> _Text excerpt_:
* begin *

Chapter 45
Delsarte's Theatre and School.
When Delsarte had finished his studies, he entered the world unaided and alone; disarmed by the hostilities which could not fail to await him, by his very superiority, and by that honesty which refuses to lend itself to certain transactions.
At the Opera Comique, where he was engaged, he did not succeed. Exceptional talents require an exceptional public who can understand them and make them popular by applauding and explaining them.
And yet certain people, gifted with penetration, discovered under the artistic innovations peculiar to the beginner, that indescribable fascination which hovers round the heads of the predestined favorites of art.
Delsarte could not long confine himself to the stage, when everything connected with it was so far from sympathetic to him, and seemed so contrary to the true object of dramatic art. The theatre, to his mind, should be a school of morality; and what did he see? Authors--what would he say now-a-days?--absorbed in winning the applause of the masses, rather than in feeding them upon wholesome food or in preparing an antidote for vice and evil inclinations.
Whatever good intentions happened to be mingled with the play were lost in the details of the action--or in the often mischievous interpretation of the actors. With his wonderful perspicacity, Delsarte seemed to foresee all the excesses of naturalism in certain forerunners of Adolphe Belot and Emile Zola.
On the other hand, his comrades, who should have attracted him, showed themselves to be envious and malicious. To sum it all up, it was very hard for him to live with them. Some of them might please him by their simple gaiety, their childlike ease, their lack of affectation, and their amiability, but they were far from satisfying his lofty aspirations!
An occupation of a higher order, he thought, the elaboration of his method, demanded his thoughts. He seemed haunted by a desire to produce what his spirit had conceived. He longed fully to enjoy that happiness of creation that arises from useful discovery. He aspired to say: "In accomplishing the task which I set myself, I have also done much for art and artists."
Swayed by such thoughts, François Delsarte soon left the profession of actor to follow that of teacher of singing and elocution. Then he found himself in his element and, as it were, at the centre of all that attracted him. His teaching enabled him to verify the value of his axioms hourly, in the order of facts and to confirm the truth of his observations.
And yet he had not attained to the supreme beatitude. If the elect of plastic and practical art have to contend with appraisers of every degree, inventors have to deal with enemies who make up in stubborn resistance what they lack in numbers, and oppose the iron will of a rival who will not see the limit of the _ne plus ultra_ which he believes himself to have reached and even exceeded.

* end *

> _Dataset section_:

* begin *

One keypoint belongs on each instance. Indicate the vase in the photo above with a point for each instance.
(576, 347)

* end *

> _Work to do_:
- 1) In the Delsarte chapter, where was Delsarte engaged when he did not succeed?
- 2) Condense the paragraph of the Delsarte chapter that begins "Swayed by such thoughts" into a shorter version that keeps its main facts.
- 3) Carry the Delsarte chapter forward from its last sentence with the next few paragraphs.

> _The results_:
- 1) At the Opera Comique.

- 2) François Delsarte soon quit acting to teach singing and elocution. In this work he felt at home, and his teaching let him test his axioms and confirm his observations every hour.

- 3)
In every station of life, the bearers of "good news" are a prey to the tyranny of interests and established prejudices. In our time, this persecution becomes mockery or indifference. Delsarte did not escape this debt of revelatory genius. Humble in regard to art and science, as he was conscious of his strength when face to face with rivals and competitors, he sometimes felt the doubt of himself, the sudden weakness, which overtakes great minds and great hearts in the accomplishment of their mission.
A special form of torture attacked our young innovator. He had proved, connected and classed a number of psychological facts relating to the theory of art, and he did not know the special terms which would make them intelligible. Like those phenomenal children, who see countless relations before they possess the words to express them, he had discovered a law, created a science, and he was still ignorant of the language of scientists. If he tried to demonstrate the bases of his system and its rational evolution in ordinary words, the ignorant would not understand him and the learned would not deign to listen.
Sometimes he did find some one who would hear him, question him, even criticize him, and who would go away bearing a fragment of conversation or some few notes which he had copied to turn to his own profit.
At this time, there came one day to Delsarte, a pupil who--by a rare exception--had been through a course of classical studies.
"Tell me, you who have studied (asked the teacher with the affability of a great man), what is metaphysics?"
"Why ... just what you teach us!" said the astonished youth.
Delsarte was enchanted to learn, that he was only divided by words from a science which had seemed to him to dwell on inaccessible heights. The study of technical words, when intuition had provided him with important ideas and new perceptions, was child's play to him; in a short time he could teach his philosophy of art in the consecrated expressions.
His lectures grew rapidly in the Rue Montholon. A choice public soon assembled to hear them, drawn thither by the admiring cry of the first enthusiasts. At this period, the talent of the artist was enhanced by the lustre of youth. Nature had endowed him generously. His figure, which later assumed rather large proportions, was tall and elegant; his gestures were marked by grace and nobleness; his hair, of a very light chestnut, gave his face a fair softness; his brown eyes relieved this expression and allowed him to give his face--when the interpretation of the part required it--the signs of power and vigorous passion. A full length portrait painted at this time and in the possession of Madame Delsarte, gives us some idea of his grand face and form, allowing for the disadvantages of every translation. Although, in singing, the organ was often impaired, his speaking-voice was most agreeable in tone, correct and persuasive in accent.
In acting various parts, Delsarte transformed himself to suit the character that he represented. He was congratulated on bringing to life for our age Achilles and Agamemnon, as Homer painted their types. Yet, I think he was sometimes told: "You paint that wretch of a Don Juan a little too faithfully." Certainly, art would never make that complaint!
If Delsarte was understood in that part of his method addressed especially to the ear and the eye, it was not so with the theory which prepared these striking demonstrations.
He was surrounded, it is true, by an assembly of men of letters, men of the world, and amateur artists, rather than by scientists and philosophers. Many in the audience and among the pupils did not pay an undivided attention to the scientific part of the instruction. Thus the first notes of the piano, announcing that the time for action had come, always caused a repressed murmur of satisfaction and pleasure.
Sometimes, after the lecture, a discussion followed, for Delsarte often left room for a controversy which was essentially incorrect and caused many misunderstandings. This was because the innovator sometimes blended with the clear hues of his art-principles certain tints of religious mysticism which had no necessary relation with the synthesis of his æsthetics.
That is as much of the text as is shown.